• [Work instruction A]: Summarize the passage on Kim Jong-un in two sentences.
• [Work instruction B]: Reproduce the passage on Kim Jong-un word for word, from "His official portrait" to "in North Korea.".

• [Text section]:
The photos and documentary footage were sent within two days of the visit — notably quick turnaround for state media, which in the last years of Kim Jong-il’s life typically provided only still images of the aging leader.

Mr. Ahn said it seemed odd to him that state media would show Kim Jong-un’s easy laughter with the troops just two weeks after his father’s death.

“It is a sign of the urgency the North feels in trying to put behind the Kim Jong-il leadership,” he said.


New banners and posters in Pyongyang urge the people to “follow the leadership of respected Comrade Kim Jong-un” and “devotedly defend” him.

Kim Jong-un also made his debut on a postage stamp: a 70-won stamp, equivalent to 50 U.S. cents at official exchange rates, depicts a smiling Kim Jong-un with his father, both clad in the same light gray parka.

His official portrait has not been made public yet, and it remains to be seen whether it will hang next to those of his father and grandfather in every building in North Korea.

Reports in South Korean media say Pyongyang’s premier Mansudae Art Studio created a Kim Jong-un portrait in 2010; it could be revealed as early as his birthday Sunday, predicted Cheong Seong-chang, a senior fellow at the Sejong Institute in South Korea.

Dataset excerpts

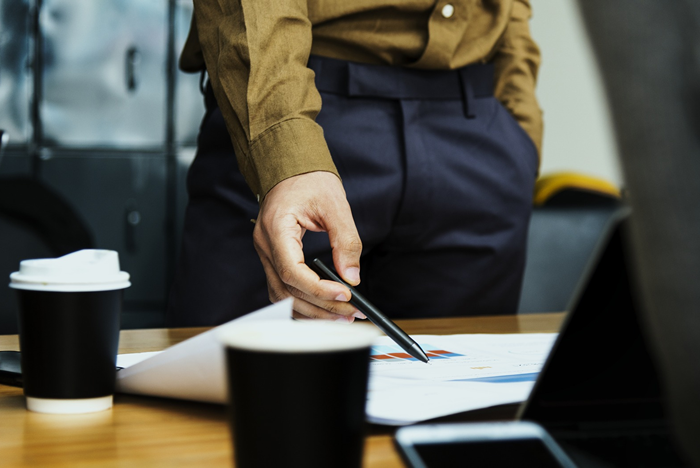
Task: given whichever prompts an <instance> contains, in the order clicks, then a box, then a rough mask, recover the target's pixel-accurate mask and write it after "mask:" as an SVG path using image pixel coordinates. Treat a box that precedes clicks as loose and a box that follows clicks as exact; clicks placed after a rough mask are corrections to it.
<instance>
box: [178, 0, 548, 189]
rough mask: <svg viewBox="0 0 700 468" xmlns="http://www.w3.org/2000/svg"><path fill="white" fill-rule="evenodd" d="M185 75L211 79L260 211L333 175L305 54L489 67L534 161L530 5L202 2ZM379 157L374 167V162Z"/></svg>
mask: <svg viewBox="0 0 700 468" xmlns="http://www.w3.org/2000/svg"><path fill="white" fill-rule="evenodd" d="M194 3H195V14H194V18H193V22H192V27H191V29H190V34H189V37H188V39H187V42H186V44H185V47H184V49H183V51H182V55H181V57H180V68H181V69H182V70H184V71H190V72H196V71H200V70H203V69H204V68H205V65H206V70H207V73H208V75H209V79H210V81H211V85H212V88H213V90H214V95H215V96H216V100H217V102H218V104H219V107H220V109H221V112H222V114H223V117H224V120H225V121H226V125H227V128H228V131H229V134H230V135H231V139H232V142H233V145H234V149H235V151H236V155H237V158H238V165H239V167H240V169H241V172H242V173H243V175H244V177H245V178H246V181H247V183H248V185H249V186H250V188H251V189H252V190H253V192H254V193H255V194H256V195H257V196H258V198H259V200H261V199H262V198H263V197H264V196H265V194H267V192H268V191H269V190H270V189H271V188H272V187H274V186H275V185H276V184H277V183H278V182H280V181H282V180H284V179H286V178H288V177H292V176H294V175H297V174H303V173H306V172H311V171H318V170H320V171H329V172H333V173H335V174H337V171H336V168H335V165H334V164H333V160H332V158H331V155H330V152H329V150H328V146H327V145H326V142H325V139H324V137H323V130H322V129H321V127H320V126H319V125H318V124H317V123H316V122H315V118H316V115H317V114H318V113H319V111H320V109H321V96H320V95H319V93H318V91H317V90H316V87H315V85H314V73H313V71H311V70H310V69H309V68H307V66H306V64H307V62H308V59H309V55H310V54H316V55H321V56H325V57H331V58H336V59H342V60H349V61H354V62H363V63H370V64H384V65H394V66H403V67H413V68H423V69H438V70H451V69H457V68H461V67H464V66H466V65H470V64H474V63H486V62H489V63H493V65H494V71H495V82H494V95H495V97H496V98H497V99H498V100H499V101H500V102H501V103H503V105H504V106H505V107H506V108H507V109H508V110H509V111H510V112H511V114H512V115H513V116H514V117H515V119H516V120H517V121H518V122H519V123H520V125H521V126H522V127H523V128H524V129H525V131H526V132H527V133H528V134H529V135H530V137H531V138H532V140H533V142H534V143H535V146H536V147H537V148H538V150H539V149H540V147H541V142H542V112H541V111H540V108H539V106H538V104H537V100H536V98H535V80H536V77H537V69H538V66H539V62H540V54H539V49H538V48H537V46H536V44H535V43H534V42H533V40H532V38H531V37H530V31H529V27H528V20H529V18H530V15H531V10H530V4H529V0H437V1H436V0H195V2H194ZM378 157H379V155H378Z"/></svg>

• [Written response A]: North Korean state media released photos and footage of Kim Jong-un laughing with troops within two days of the visit, which Mr. Ahn called a sign of the North's urgency to put the Kim Jong-il leadership behind it. New banners urge people to follow and defend Kim Jong-un, and he appears with his father on a 70-won stamp, while his official portrait has not yet been made public, though South Korean media report that one was created in 2010.

• [Written response B]:
His official portrait has not been made public yet, and it remains to be seen whether it will hang next to those of his father and grandfather in every building in North Korea.